__The exercise__
Give back every row below word for word, adding nothing and leaving nothing out.

__Record excerpts__
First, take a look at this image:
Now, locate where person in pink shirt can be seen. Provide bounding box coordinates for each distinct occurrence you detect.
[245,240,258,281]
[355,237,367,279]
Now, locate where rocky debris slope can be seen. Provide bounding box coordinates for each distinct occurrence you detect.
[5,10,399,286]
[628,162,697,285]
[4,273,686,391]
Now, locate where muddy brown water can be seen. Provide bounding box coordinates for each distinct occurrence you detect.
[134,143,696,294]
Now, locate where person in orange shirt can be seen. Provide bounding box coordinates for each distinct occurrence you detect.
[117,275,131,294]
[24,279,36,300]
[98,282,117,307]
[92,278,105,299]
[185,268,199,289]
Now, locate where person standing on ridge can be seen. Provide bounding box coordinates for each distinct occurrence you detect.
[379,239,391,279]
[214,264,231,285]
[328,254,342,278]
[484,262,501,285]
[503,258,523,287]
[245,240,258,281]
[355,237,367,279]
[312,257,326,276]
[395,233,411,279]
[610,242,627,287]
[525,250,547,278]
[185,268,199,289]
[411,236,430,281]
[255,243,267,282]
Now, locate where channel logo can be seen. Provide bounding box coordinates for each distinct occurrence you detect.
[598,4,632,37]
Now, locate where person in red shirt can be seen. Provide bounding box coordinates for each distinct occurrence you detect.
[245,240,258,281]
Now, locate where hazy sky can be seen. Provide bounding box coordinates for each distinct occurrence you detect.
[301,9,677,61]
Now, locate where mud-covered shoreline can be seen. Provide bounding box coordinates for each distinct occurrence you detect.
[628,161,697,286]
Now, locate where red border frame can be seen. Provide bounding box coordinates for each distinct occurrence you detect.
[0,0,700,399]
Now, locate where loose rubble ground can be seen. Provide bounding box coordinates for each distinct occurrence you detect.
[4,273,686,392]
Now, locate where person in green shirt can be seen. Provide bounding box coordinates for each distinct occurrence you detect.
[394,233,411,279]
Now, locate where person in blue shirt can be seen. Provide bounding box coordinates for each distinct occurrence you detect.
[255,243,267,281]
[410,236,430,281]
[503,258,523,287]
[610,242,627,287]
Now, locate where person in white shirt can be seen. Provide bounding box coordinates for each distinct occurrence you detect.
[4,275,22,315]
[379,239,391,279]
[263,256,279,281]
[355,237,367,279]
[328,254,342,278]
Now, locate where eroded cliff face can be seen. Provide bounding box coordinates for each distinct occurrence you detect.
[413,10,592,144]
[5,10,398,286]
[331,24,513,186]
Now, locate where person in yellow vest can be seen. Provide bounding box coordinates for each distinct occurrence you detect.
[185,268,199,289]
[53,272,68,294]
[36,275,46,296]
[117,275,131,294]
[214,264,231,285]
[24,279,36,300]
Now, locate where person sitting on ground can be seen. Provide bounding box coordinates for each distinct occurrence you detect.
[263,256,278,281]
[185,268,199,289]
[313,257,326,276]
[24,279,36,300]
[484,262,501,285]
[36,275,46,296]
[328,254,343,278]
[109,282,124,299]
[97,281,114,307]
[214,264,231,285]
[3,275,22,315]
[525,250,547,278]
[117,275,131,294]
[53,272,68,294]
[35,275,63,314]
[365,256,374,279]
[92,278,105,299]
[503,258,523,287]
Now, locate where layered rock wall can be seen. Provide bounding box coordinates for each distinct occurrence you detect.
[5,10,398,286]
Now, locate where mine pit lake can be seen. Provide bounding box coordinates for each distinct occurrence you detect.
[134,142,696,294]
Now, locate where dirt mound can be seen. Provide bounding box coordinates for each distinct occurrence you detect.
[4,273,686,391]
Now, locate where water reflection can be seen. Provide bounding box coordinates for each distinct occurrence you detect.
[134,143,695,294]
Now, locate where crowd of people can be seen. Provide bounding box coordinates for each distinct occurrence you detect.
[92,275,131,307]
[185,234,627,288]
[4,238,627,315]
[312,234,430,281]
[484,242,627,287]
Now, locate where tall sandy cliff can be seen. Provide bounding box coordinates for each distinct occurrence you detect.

__Solution__
First, take a look at this image:
Now, locate where person in pink shirt can be seen. Provide bounding box coordinates for each distinct occurrence you detect.
[245,240,258,281]
[355,237,367,279]
Now, locate where rocky debris slope can be seen. Provide bounding box coordinates for each distinct occurrence you detect.
[5,10,399,286]
[628,162,697,285]
[4,273,686,391]
Now, locate where muddy brown water can be seen. Provide bounding box coordinates for each distinct occurrence you detect.
[134,143,696,294]
Now, locate where person in orange shirt can be seen. Provide bounding box coordinates for each distinct occurrence you detect.
[117,275,131,294]
[24,279,36,300]
[98,282,117,307]
[92,278,105,299]
[185,268,199,289]
Now, locate where person standing on ridge can be seen. Provide bounding box coordinates for each distinct occurrence you detect.
[379,239,391,279]
[214,264,231,285]
[328,254,342,278]
[484,262,501,285]
[503,258,523,287]
[245,240,258,281]
[355,237,367,279]
[312,257,326,276]
[395,233,411,279]
[610,242,627,287]
[525,250,547,278]
[185,268,199,289]
[411,236,430,281]
[255,243,267,282]
Now, locate where channel logo can be seen. Provide bounding box coordinates for each distinct occurrence you detect.
[598,4,632,37]
Now, locate where person in red shirt can be seen. Provide bounding box coordinates for each distinct occurrence you detect.
[245,240,258,281]
Now, locate where hazy sky can be seen. Provide bounding box coordinates for each distinct occurrence you detect.
[301,9,677,61]
Now, locate where mud-covered shoreline can be seen. Provide bounding box coordinates for each distinct occurrence you detect.
[628,161,697,286]
Now, locate where red border frame can be seen. Provide bounding box coordinates for each distinct occurrence you detect.
[0,0,700,399]
Now, locate where loose rubble ground can be seen. Provide bounding box coordinates for each distinct occurrence you detect.
[4,273,686,392]
Now, locate where person in green shirt can be seen. Provide bounding box coordinates for each distinct occurrence you detect.
[394,233,411,279]
Now, locate where person in blue shirt can be seen. Provide bounding box coordinates for each distinct occurrence you detect.
[255,243,267,281]
[410,236,430,281]
[503,258,523,287]
[610,242,627,287]
Now, locate where person in white shirt can be seen. Provide bounding box coordinates for each distinct occurrence you detect.
[4,275,22,315]
[379,239,391,279]
[263,256,279,281]
[355,237,367,279]
[328,254,342,278]
Now, locate where eroded cliff face can be seen. Provide bounding box coordinates for each distinct occurrence you detect.
[413,10,592,144]
[5,10,398,286]
[331,24,513,186]
Now, locate where person in yellow vest can be seen. Provide bounding box coordinates for each distinct occurrence you detect.
[185,268,199,289]
[53,272,68,294]
[36,275,46,296]
[117,275,131,294]
[214,264,231,285]
[24,279,36,300]
Now, locate where person sitting on ground can be seen. Provide bounding box coordinates for each distinct occurrence you detect.
[263,256,278,281]
[185,268,199,289]
[313,257,326,276]
[24,279,36,300]
[484,262,501,285]
[36,275,46,296]
[328,254,343,278]
[109,282,124,299]
[97,281,114,307]
[214,264,231,285]
[3,275,22,315]
[525,250,547,278]
[117,275,131,294]
[53,272,68,294]
[35,275,63,314]
[365,256,374,279]
[92,278,105,299]
[503,258,523,287]
Now, locate where layered rock wall can be seen. Provide bounding box coordinates for each distinct occurrence you detect.
[5,10,398,286]
Now, locate where mine pit lake can be seen. Provide bounding box coordinates for each distinct occurrence you detect.
[134,142,696,294]
Now, locate where dirt mound can be seen. Provide bounding box coordinates for each distinct occurrence you detect.
[4,273,686,391]
Now, locate where water reflection can be seen. Provide bounding box coordinates for each distinct occurrence you detect.
[134,143,695,294]
Now, locate where crowd of people can be seen. Provide bounding box coordinates for each distinct occurrence you detect.
[92,275,131,307]
[185,234,627,288]
[4,238,627,315]
[312,234,430,281]
[484,242,627,287]
Now, locate where tall sandy cliff can be seen. Provide bounding box coordinates for each distinct occurrence you detect.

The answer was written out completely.